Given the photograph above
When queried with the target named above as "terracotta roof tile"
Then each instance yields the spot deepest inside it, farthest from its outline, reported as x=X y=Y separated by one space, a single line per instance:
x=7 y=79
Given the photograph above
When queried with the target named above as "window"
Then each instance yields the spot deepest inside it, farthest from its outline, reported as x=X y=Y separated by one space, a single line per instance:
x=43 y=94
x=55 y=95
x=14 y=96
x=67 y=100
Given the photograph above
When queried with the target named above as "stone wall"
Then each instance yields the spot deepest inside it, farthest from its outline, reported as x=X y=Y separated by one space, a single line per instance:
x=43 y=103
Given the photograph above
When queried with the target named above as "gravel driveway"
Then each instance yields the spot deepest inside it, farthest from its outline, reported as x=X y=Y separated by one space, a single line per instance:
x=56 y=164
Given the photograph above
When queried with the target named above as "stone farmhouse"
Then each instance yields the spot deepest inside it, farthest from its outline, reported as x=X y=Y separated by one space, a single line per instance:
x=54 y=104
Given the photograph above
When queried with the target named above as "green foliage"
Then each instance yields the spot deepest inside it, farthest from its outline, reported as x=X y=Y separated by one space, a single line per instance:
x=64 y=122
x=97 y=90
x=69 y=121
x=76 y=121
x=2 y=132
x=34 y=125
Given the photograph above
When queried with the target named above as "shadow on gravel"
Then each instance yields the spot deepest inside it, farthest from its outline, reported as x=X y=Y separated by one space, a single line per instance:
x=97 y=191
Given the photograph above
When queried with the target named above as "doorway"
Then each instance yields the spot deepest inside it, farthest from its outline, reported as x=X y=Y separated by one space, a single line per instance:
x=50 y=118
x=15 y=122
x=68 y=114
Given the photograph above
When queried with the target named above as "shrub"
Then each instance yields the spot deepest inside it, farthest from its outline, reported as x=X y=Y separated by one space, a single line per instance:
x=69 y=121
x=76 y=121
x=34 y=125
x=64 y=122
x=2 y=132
* * *
*TASK TO CARRY OUT*
Within the material above, tally each line that contains "target" and respond with the tally only.

*SOLUTION FOR THIS TASK*
9